Collected data entries
◇ ◇ ◇ ◇ ◇ ◇ ◇

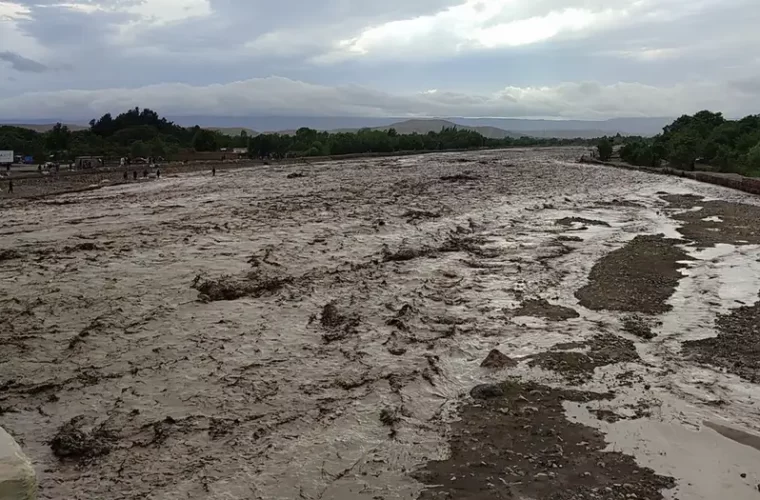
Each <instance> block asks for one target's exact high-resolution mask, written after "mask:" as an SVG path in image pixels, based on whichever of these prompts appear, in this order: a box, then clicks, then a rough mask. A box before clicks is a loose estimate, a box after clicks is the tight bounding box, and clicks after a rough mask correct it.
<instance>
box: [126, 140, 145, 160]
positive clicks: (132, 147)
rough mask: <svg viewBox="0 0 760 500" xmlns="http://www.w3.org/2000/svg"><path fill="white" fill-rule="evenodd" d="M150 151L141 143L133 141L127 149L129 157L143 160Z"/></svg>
mask: <svg viewBox="0 0 760 500" xmlns="http://www.w3.org/2000/svg"><path fill="white" fill-rule="evenodd" d="M149 152H150V149H149V147H148V145H147V144H145V143H144V142H143V141H135V142H133V143H132V145H131V146H130V147H129V156H131V157H132V158H144V157H146V156H148V155H149Z"/></svg>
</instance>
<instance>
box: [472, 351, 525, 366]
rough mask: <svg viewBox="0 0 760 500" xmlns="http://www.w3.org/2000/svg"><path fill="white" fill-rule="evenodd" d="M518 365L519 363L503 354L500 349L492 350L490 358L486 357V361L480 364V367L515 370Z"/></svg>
mask: <svg viewBox="0 0 760 500" xmlns="http://www.w3.org/2000/svg"><path fill="white" fill-rule="evenodd" d="M517 364H518V363H517V361H515V360H514V359H512V358H510V357H509V356H507V355H506V354H504V353H502V352H501V351H499V350H498V349H492V350H491V352H489V353H488V356H486V359H484V360H483V362H482V363H480V366H481V367H483V368H495V369H501V368H514V367H515V366H517Z"/></svg>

◇ ◇ ◇ ◇ ◇ ◇ ◇

Reproduce each line of the data containing the word "clicks".

### [Reply]
Each <instance> block asks for one target's exact high-resolution mask, written after "mask:" as an SVG path in image pixels, based on whichever of these prompts appear, in this order: a box, then clicks, then a rough mask. A box before clicks is a loose estimate, a box after clicks is the tight bounding box, and clicks after a rough mask correct it.
positive clicks: (132, 147)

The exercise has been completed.